──────── RECORDS SUPPLIED ────────
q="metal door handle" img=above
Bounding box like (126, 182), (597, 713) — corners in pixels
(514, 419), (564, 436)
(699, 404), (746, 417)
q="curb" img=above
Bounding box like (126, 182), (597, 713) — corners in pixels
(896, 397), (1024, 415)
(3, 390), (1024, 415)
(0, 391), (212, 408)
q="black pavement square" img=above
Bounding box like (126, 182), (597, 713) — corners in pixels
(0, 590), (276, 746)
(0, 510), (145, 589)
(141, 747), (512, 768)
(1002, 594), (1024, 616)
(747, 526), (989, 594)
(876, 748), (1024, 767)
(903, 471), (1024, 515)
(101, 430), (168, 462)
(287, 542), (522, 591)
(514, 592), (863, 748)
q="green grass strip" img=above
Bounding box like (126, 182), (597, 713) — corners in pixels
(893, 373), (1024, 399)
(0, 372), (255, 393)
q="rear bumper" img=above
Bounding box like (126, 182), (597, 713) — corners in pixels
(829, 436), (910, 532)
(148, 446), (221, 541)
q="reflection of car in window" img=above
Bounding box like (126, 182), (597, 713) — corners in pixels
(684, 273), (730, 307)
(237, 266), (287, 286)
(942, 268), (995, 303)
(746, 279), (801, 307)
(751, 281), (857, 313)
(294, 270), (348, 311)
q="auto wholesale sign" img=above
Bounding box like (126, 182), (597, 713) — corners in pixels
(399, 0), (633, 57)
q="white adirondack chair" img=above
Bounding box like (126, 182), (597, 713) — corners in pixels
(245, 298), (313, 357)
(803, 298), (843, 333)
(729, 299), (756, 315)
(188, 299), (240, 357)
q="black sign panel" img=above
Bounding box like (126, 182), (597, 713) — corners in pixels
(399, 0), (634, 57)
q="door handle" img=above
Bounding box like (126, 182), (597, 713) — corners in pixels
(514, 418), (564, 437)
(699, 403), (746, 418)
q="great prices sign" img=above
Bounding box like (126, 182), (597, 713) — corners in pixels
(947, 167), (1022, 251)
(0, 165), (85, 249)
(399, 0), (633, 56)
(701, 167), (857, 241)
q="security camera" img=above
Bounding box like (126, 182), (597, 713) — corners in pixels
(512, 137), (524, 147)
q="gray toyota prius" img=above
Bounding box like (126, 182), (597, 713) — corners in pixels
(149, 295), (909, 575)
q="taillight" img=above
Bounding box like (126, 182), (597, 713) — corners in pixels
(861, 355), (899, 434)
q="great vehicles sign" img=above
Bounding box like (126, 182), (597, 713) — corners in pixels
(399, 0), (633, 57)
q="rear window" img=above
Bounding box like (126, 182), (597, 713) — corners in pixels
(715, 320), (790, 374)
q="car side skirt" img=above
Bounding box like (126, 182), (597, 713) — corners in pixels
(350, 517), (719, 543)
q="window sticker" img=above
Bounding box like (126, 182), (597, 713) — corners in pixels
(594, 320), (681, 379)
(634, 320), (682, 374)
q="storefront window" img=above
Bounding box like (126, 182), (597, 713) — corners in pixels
────────
──────── RECORDS SUPPLIED ────────
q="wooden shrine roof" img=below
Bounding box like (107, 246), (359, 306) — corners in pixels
────────
──────── RECORDS SUPPLIED ────────
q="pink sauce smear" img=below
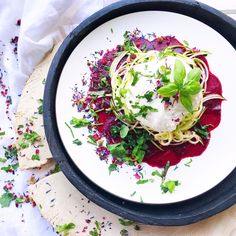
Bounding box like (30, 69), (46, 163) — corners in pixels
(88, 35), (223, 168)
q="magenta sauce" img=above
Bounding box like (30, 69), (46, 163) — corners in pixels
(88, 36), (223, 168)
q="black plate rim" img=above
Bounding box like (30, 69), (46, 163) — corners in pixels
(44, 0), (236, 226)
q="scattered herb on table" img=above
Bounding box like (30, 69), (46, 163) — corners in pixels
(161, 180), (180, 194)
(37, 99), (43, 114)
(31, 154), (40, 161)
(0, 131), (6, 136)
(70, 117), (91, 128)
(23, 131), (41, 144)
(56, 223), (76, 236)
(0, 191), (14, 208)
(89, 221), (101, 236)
────────
EXERCISE REQUIREMENTS:
Copy each line from the data that features the string "door".

OUTPUT FOR THIS EXERCISE:
q="metal door handle" img=above
q="door handle" img=above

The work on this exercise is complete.